» Given task: Would you transcribe all of the data exactly, down to the last character?

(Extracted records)
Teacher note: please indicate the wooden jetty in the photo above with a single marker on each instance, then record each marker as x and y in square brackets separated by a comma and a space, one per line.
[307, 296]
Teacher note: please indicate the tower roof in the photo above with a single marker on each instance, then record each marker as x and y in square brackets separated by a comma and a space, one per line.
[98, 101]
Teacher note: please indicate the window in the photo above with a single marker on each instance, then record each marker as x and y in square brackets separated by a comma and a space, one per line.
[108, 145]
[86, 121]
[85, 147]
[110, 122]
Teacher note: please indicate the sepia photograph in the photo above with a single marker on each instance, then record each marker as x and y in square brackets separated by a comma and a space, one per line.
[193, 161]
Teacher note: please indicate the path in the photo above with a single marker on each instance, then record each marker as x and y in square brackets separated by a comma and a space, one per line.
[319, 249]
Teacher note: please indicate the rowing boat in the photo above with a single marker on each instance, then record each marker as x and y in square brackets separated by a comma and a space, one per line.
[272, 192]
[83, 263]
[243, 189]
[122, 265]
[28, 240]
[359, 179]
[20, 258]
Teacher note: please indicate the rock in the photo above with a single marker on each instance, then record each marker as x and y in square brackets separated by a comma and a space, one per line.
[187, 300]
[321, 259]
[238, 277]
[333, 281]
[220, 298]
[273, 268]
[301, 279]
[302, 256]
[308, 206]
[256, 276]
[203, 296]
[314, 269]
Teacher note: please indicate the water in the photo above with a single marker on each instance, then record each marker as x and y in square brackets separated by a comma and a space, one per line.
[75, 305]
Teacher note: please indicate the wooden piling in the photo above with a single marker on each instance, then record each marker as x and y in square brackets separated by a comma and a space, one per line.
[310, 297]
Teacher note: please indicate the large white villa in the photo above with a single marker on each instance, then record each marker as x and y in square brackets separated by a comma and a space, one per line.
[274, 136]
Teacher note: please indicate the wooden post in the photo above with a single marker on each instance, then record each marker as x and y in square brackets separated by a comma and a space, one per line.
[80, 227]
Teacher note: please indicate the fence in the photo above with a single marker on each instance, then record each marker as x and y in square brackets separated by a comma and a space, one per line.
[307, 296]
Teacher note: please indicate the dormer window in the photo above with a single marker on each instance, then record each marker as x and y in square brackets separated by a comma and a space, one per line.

» Task response:
Teacher note: please indicate the wooden jetty in the photo above with a single marker on each instance, then record each marker as x and y in square brackets separated by a comma and a space, one per line.
[307, 296]
Teacher note: please indicate the tower roof in the photo above with a single marker on each instance, then record each marker as x and y in square brackets separated by a comma and a space, one per line.
[98, 101]
Teacher note: please indicate the window in the photo above with a single marker on each instance, then record each marker as x and y in square brackets separated by a comma and a space, one per line.
[108, 145]
[86, 121]
[85, 147]
[110, 122]
Teacher note: please indicate the sepia photograph in the photo above with a single marker on each instance, then record each marker as x and y in square brackets separated by a comma and a space, one per line.
[193, 161]
Teacher note: please indicate the path in the photo above with a single marker on each instance, then record each marker as x and y in square brackets separated by a comma and a space, one per line.
[319, 249]
Teacher note: please indicate the rowing boat in the photo above with a single marker on each instance, then record each marker as x and y in square brackets separated by a comma and a space, one per line.
[272, 192]
[83, 263]
[243, 189]
[122, 265]
[28, 240]
[359, 179]
[20, 258]
Teacher note: please indicate the rock in the photo above with a single marker on each instance, then record each marker as x and y in square brackets separated by a comma and a space, one per line.
[187, 300]
[321, 259]
[238, 277]
[333, 281]
[220, 298]
[273, 268]
[301, 279]
[302, 256]
[308, 206]
[256, 276]
[203, 296]
[314, 269]
Teacher note: please indicate the water in the photo above with a single marker on each instance, then record each marker as x and y in square brackets separated by a comma and a space, one per line.
[75, 305]
Teacher note: please indicate the wooden piling in the photo above with a single marker on each instance, then record each marker as x and y in square brackets separated by a comma and a space, one per line.
[310, 297]
Teacher note: please indicate the large white villa in the photo above with a single marker on each instance, then record each marker as x and y in square brackets separated by a comma and a space, one per line.
[274, 136]
Teacher note: please indicate the wooden post in the photo above with a single marker on each instance, then record each marker as x and y in square brackets separated by a comma and a space, one per line.
[80, 227]
Teacher note: please indicate the fence in the photo above with a single marker on each instance, then record each marker as x and y in square brackets separated by a comma and a space, one per line.
[307, 296]
Teacher note: please indicate the dormer window in the photo above with a single marker on each instance, then record each marker as x and y in square brackets separated by a comma and a space, one per line.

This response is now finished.